- [Records supplied]:
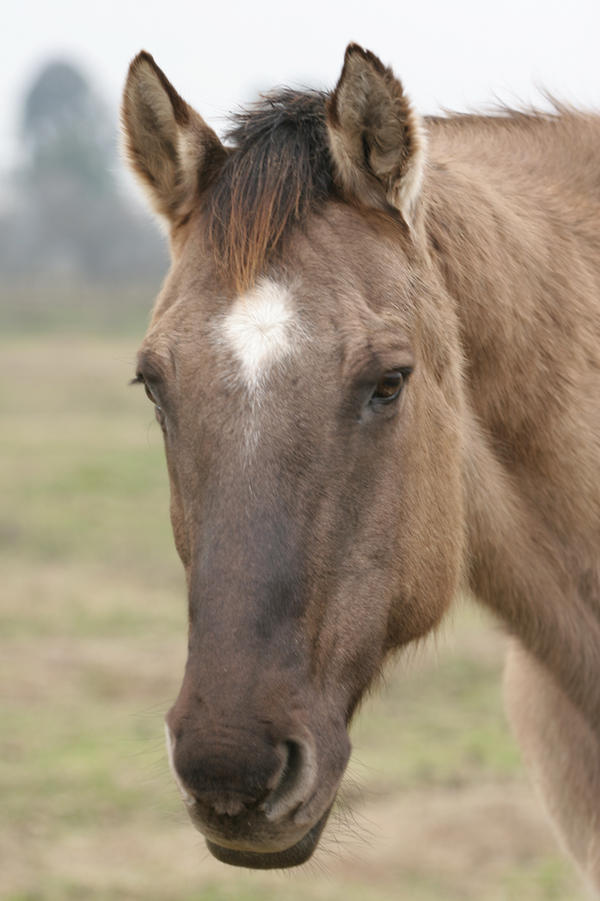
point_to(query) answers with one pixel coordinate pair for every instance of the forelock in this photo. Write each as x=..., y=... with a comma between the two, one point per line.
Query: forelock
x=278, y=170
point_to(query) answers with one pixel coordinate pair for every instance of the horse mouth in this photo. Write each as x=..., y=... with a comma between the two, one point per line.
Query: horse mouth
x=294, y=856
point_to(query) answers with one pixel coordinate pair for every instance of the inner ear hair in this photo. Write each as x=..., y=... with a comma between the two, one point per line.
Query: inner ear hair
x=377, y=139
x=170, y=148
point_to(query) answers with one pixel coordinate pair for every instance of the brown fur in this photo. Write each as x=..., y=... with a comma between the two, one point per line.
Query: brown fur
x=348, y=529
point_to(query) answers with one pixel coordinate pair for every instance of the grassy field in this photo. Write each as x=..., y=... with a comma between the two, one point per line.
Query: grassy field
x=93, y=643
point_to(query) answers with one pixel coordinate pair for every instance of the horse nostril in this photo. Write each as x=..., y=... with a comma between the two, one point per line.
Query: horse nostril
x=295, y=779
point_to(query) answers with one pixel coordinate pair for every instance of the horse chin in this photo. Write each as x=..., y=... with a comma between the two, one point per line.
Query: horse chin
x=272, y=860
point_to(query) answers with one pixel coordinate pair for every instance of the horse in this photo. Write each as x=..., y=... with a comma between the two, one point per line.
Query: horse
x=375, y=361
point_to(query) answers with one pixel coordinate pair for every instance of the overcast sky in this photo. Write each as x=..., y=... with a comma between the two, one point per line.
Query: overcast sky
x=455, y=54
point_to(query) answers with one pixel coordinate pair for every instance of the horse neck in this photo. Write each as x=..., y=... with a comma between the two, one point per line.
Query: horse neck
x=519, y=270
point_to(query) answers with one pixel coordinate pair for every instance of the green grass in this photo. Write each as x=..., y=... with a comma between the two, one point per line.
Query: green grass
x=93, y=621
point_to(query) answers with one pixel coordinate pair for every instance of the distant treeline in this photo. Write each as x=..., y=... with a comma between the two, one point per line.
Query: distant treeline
x=64, y=216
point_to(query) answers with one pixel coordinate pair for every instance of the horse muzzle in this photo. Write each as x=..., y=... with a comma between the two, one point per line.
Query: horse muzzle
x=259, y=803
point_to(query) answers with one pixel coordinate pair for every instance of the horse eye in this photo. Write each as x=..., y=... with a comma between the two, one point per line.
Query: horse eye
x=388, y=387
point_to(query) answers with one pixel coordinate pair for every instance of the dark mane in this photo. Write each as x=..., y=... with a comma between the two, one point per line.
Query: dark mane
x=277, y=170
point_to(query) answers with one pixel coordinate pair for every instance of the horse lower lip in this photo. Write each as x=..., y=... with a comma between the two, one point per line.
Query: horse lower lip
x=272, y=860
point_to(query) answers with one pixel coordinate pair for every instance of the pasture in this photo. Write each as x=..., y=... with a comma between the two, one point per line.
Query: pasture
x=93, y=646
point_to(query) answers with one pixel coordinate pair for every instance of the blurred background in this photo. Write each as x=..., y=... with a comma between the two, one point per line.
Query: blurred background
x=437, y=805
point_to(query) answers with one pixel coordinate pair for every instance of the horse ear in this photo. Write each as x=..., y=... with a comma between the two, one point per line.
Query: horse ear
x=377, y=140
x=170, y=148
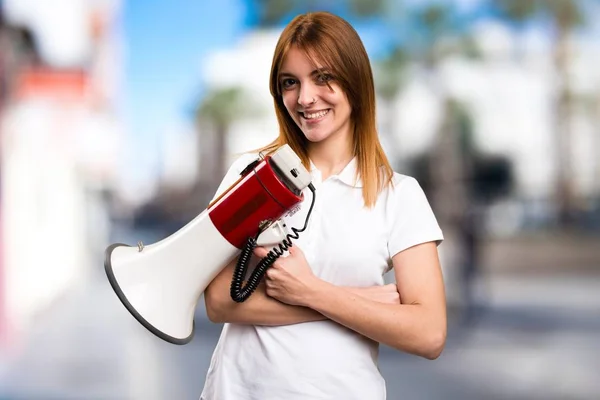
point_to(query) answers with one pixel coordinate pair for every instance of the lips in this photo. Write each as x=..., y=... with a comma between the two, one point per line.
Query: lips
x=314, y=115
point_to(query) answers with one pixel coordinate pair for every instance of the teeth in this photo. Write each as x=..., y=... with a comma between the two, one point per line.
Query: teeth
x=318, y=114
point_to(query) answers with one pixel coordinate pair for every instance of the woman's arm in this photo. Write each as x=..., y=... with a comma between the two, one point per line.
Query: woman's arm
x=260, y=309
x=417, y=325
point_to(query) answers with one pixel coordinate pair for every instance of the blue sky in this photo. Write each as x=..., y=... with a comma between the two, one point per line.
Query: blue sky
x=165, y=43
x=164, y=46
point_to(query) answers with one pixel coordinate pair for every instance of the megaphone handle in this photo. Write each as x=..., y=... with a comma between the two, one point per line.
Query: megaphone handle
x=240, y=294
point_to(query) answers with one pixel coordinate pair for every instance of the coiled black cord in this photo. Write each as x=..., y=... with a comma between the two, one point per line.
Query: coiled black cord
x=240, y=294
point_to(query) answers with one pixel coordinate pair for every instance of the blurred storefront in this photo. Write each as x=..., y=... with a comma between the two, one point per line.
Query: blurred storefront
x=59, y=134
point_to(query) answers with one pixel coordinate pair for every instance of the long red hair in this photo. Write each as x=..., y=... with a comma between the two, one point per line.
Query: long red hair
x=338, y=47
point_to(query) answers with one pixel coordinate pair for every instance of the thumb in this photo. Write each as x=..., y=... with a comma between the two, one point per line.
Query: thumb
x=260, y=252
x=295, y=250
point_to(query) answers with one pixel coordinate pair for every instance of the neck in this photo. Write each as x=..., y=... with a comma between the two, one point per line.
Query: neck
x=331, y=156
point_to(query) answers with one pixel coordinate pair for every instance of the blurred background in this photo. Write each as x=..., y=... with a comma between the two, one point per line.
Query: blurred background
x=118, y=120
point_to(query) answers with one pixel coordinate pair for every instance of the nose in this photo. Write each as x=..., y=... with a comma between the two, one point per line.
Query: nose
x=307, y=95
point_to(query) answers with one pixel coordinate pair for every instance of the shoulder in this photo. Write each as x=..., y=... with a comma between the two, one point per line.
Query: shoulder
x=405, y=191
x=401, y=183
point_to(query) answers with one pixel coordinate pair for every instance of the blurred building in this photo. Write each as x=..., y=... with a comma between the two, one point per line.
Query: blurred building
x=510, y=101
x=60, y=133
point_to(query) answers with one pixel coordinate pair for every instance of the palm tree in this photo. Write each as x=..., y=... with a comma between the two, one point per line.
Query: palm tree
x=564, y=16
x=216, y=112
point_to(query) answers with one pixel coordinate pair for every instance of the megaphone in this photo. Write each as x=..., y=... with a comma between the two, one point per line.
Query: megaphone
x=160, y=283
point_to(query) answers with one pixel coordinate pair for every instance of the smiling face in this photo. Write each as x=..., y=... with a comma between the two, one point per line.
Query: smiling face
x=312, y=98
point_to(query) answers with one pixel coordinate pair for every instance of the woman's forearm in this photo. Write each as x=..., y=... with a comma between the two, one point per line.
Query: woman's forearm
x=258, y=309
x=407, y=327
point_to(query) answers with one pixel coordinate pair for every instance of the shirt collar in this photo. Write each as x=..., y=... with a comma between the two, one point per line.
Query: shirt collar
x=346, y=176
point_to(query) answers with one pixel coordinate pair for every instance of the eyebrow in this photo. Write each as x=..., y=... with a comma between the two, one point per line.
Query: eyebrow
x=317, y=71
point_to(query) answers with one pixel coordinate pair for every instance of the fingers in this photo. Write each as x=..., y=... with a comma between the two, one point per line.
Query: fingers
x=295, y=251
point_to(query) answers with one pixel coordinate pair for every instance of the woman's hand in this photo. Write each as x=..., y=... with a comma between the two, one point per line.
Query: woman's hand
x=290, y=279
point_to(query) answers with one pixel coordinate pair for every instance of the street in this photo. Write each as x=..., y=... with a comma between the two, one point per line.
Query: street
x=538, y=337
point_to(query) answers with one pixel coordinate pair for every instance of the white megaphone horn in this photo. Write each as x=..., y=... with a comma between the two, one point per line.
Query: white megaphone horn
x=160, y=284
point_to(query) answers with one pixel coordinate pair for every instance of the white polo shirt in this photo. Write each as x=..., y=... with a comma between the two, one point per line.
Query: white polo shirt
x=345, y=244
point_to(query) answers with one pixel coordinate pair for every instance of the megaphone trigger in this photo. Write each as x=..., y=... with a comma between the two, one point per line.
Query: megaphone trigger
x=160, y=283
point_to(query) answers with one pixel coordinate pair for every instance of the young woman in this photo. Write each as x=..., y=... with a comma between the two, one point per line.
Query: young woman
x=312, y=329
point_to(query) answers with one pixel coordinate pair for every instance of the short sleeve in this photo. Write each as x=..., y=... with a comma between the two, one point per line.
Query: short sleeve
x=233, y=174
x=412, y=219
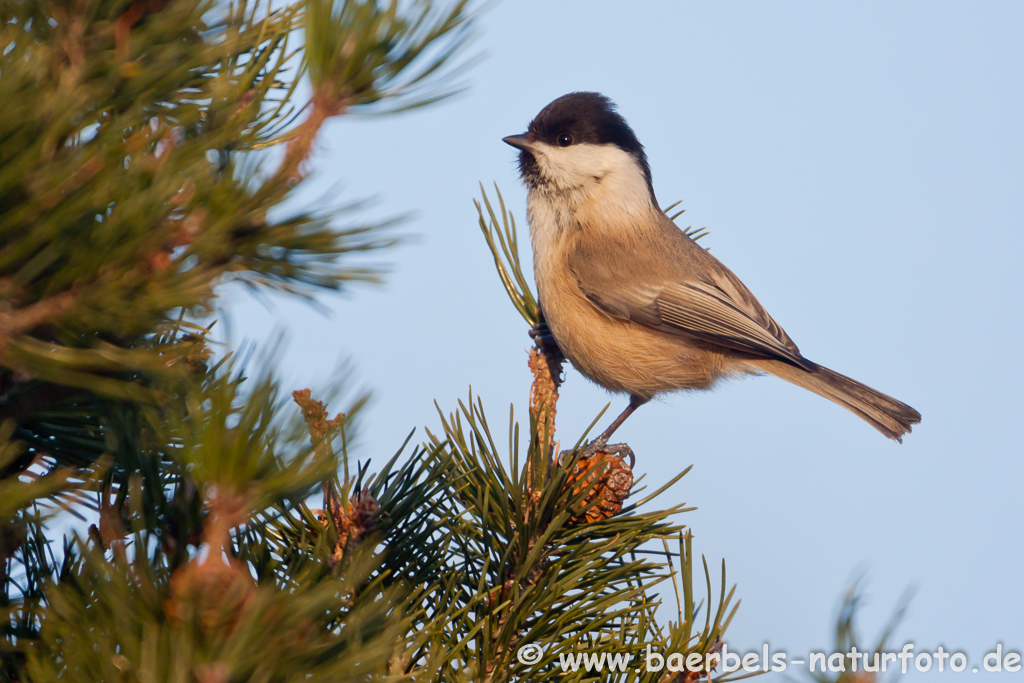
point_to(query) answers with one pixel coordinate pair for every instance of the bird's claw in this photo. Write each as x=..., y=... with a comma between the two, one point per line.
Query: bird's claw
x=601, y=444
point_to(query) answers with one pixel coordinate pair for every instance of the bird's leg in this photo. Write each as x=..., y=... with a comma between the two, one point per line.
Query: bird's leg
x=600, y=444
x=545, y=341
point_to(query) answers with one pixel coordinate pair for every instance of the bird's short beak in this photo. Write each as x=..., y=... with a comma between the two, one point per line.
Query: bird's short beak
x=518, y=141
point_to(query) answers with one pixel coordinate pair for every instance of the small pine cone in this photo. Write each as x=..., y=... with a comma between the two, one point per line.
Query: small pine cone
x=609, y=487
x=214, y=593
x=363, y=509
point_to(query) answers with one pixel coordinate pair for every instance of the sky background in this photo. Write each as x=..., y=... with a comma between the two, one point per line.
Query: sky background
x=860, y=168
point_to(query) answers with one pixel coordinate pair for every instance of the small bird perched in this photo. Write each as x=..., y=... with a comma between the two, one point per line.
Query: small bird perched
x=632, y=301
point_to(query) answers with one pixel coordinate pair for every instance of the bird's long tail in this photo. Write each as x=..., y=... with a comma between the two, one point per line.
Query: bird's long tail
x=889, y=416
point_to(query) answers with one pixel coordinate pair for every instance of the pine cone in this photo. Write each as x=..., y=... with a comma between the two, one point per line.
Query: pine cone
x=609, y=487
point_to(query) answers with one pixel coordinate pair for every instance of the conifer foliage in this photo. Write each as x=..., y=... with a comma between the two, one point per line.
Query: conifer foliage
x=145, y=150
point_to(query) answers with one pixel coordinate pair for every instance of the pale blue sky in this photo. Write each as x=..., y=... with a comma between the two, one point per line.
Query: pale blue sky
x=860, y=167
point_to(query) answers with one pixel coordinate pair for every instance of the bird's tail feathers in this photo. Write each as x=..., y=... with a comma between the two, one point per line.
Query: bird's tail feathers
x=889, y=416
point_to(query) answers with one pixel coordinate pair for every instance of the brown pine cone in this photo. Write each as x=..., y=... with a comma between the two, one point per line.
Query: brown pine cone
x=610, y=487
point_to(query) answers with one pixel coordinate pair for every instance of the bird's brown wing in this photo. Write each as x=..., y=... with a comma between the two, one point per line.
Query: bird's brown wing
x=696, y=296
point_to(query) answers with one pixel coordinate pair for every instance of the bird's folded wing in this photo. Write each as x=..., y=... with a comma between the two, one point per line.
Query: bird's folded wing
x=698, y=309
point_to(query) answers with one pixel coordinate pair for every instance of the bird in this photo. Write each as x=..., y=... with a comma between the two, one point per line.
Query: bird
x=632, y=301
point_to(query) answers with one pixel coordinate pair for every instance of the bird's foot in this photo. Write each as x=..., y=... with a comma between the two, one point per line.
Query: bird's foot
x=541, y=334
x=601, y=445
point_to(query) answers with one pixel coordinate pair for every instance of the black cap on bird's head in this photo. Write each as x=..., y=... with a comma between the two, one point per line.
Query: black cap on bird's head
x=579, y=118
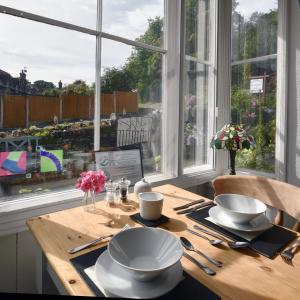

- [Requirements]:
Reproduce the stretch of the records from the line containing "of the street" through the line containing "x=518, y=141", substituting "image" for every "photo" and leaving all else unchanged. Leave the pictures out of the answer.

- [Reply]:
point_to(query) answers with one pixel coordinate pair for every instance of the street in this image. Write each as x=..., y=... with a comma between the two, one point per line.
Query: street
x=538, y=337
point_to(query) answers with one pixel coordinate pair for every instance of the white megaphone horn in this image. Write each as x=..., y=... with a comma between the two, one point per line.
Query: white megaphone horn
x=160, y=284
point_to(query) answers with one pixel coordinate pair for every instance of the white polo shirt in this image. Write each as x=..., y=... with a comma between the two, one point per line.
Query: white polo shirt
x=345, y=244
point_to(query) answers with one pixel coordinate pair for every instance of the megaphone trigger in this image. Write each as x=..., y=... with a comma between the two, one point per line.
Query: megaphone trigger
x=160, y=283
point_to(query) answers with one pixel coordinate pair for every instance of the young woman in this image. Write each as x=..., y=... with a comma between the two, one point per line.
Query: young woman
x=312, y=329
point_to(query) answers with one pixel coordinate pair for every instance of the short sleeve in this image. Write each as x=..., y=... with a comma between the two, one point per line.
Query: short sleeve
x=233, y=174
x=412, y=219
point_to(query) answers with one pixel coordinate pair for every instance of the bird's claw in this image. Write each as x=..., y=... with a comma between the two, one point per line.
Query: bird's claw
x=601, y=444
point_to(query) answers with one pixel coordinate pair for every instance of the bird's leg in this image. Write each as x=..., y=... with a comma between the two, one point per line.
Query: bird's leg
x=600, y=444
x=545, y=341
point_to(query) answers with one pixel coordinate pair for every instance of the bird's short beak in this image. Write each as x=..., y=... with a comma between the two, one point per line.
Query: bird's short beak
x=518, y=141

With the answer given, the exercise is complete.